Provided records:
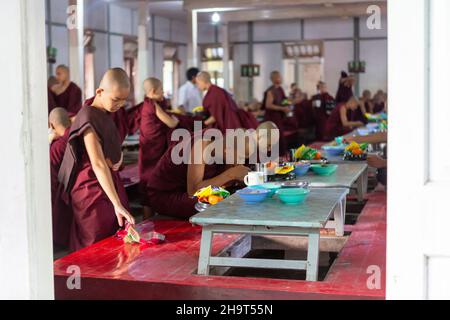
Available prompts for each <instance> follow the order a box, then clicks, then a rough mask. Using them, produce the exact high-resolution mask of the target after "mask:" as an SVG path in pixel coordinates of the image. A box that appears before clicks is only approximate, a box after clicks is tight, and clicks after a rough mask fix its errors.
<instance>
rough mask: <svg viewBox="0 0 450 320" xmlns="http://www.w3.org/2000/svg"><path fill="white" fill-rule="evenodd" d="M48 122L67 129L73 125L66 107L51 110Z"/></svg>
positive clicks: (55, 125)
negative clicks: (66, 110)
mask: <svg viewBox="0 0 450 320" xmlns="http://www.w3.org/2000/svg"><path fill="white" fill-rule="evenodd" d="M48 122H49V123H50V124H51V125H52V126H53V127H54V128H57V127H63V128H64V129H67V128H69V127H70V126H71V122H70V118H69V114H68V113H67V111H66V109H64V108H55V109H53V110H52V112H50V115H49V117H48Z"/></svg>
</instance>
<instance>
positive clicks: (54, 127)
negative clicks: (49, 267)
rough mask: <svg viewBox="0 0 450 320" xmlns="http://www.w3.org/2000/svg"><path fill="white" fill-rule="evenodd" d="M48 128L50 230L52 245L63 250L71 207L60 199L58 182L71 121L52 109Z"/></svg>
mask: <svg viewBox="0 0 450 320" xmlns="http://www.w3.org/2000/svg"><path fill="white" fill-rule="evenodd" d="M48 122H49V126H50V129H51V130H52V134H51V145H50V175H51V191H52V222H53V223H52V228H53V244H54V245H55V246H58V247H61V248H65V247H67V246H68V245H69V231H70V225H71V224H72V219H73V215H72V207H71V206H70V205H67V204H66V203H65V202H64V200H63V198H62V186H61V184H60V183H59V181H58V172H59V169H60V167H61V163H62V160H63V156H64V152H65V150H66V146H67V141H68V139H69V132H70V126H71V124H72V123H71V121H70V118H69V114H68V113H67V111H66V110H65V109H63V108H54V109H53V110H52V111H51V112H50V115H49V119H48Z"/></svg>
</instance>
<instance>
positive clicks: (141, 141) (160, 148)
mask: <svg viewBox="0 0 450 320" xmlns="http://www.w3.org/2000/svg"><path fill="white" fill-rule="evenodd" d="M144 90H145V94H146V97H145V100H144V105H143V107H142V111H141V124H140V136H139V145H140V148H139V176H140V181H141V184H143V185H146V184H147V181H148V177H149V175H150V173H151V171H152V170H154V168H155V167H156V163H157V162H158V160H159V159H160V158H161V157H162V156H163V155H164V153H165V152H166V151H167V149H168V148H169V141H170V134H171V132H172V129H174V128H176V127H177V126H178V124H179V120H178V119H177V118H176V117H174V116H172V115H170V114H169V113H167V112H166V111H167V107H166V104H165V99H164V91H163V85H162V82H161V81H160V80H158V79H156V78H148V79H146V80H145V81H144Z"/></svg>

Task brief:
Output all the material above exactly once more, leaving every picture out.

Answer box:
Available prompts for each <instance> follow the order a box, then clicks, then a rough mask. Using them, produce the exact high-resolution mask of the target after "mask:" as an SVG path in pixel coordinates of the image. A box that appears before clicks is only approximate, a box after clicks is tight, and clicks after a rough mask fix its errors.
<instance>
rough mask: <svg viewBox="0 0 450 320" xmlns="http://www.w3.org/2000/svg"><path fill="white" fill-rule="evenodd" d="M48 122L67 129L73 125L66 107L51 110Z"/></svg>
positive clicks: (55, 125)
negative clicks: (66, 110)
mask: <svg viewBox="0 0 450 320" xmlns="http://www.w3.org/2000/svg"><path fill="white" fill-rule="evenodd" d="M48 122H49V123H50V124H51V125H52V126H53V127H54V128H57V127H63V128H64V129H67V128H69V127H70V126H71V122H70V118H69V114H68V113H67V111H66V109H64V108H55V109H53V110H52V112H50V115H49V117H48Z"/></svg>
</instance>
<instance>
positive clicks: (54, 127)
negative clicks: (49, 267)
rough mask: <svg viewBox="0 0 450 320" xmlns="http://www.w3.org/2000/svg"><path fill="white" fill-rule="evenodd" d="M48 128L50 230L52 245L63 250L71 207L60 199L58 182L71 121L52 109Z"/></svg>
mask: <svg viewBox="0 0 450 320" xmlns="http://www.w3.org/2000/svg"><path fill="white" fill-rule="evenodd" d="M48 122H49V126H50V129H51V130H52V134H51V145H50V175H51V191H52V222H53V223H52V228H53V244H54V245H55V246H58V247H61V248H65V247H67V246H68V245H69V231H70V225H71V224H72V219H73V215H72V207H71V206H70V205H67V204H66V203H65V202H64V200H63V198H62V186H61V184H60V183H59V181H58V172H59V169H60V167H61V163H62V160H63V156H64V152H65V150H66V146H67V141H68V139H69V132H70V126H71V124H72V123H71V121H70V118H69V114H68V113H67V111H66V110H65V109H63V108H54V109H53V110H52V111H51V112H50V115H49V119H48Z"/></svg>
</instance>
<instance>
positive clicks: (141, 141) (160, 148)
mask: <svg viewBox="0 0 450 320" xmlns="http://www.w3.org/2000/svg"><path fill="white" fill-rule="evenodd" d="M144 90H145V94H146V97H145V100H144V105H143V107H142V111H141V124H140V136H139V145H140V148H139V176H140V181H141V184H143V185H146V184H147V181H148V177H149V175H150V173H151V171H152V170H154V168H155V167H156V163H157V162H158V160H159V159H160V158H161V157H162V156H163V155H164V153H165V152H166V151H167V149H168V148H169V141H170V134H171V132H172V129H174V128H176V127H177V126H178V124H179V120H178V119H177V118H176V117H174V116H172V115H170V114H169V113H167V112H166V111H167V107H166V104H165V99H164V91H163V85H162V82H161V81H160V80H158V79H156V78H148V79H146V80H145V81H144Z"/></svg>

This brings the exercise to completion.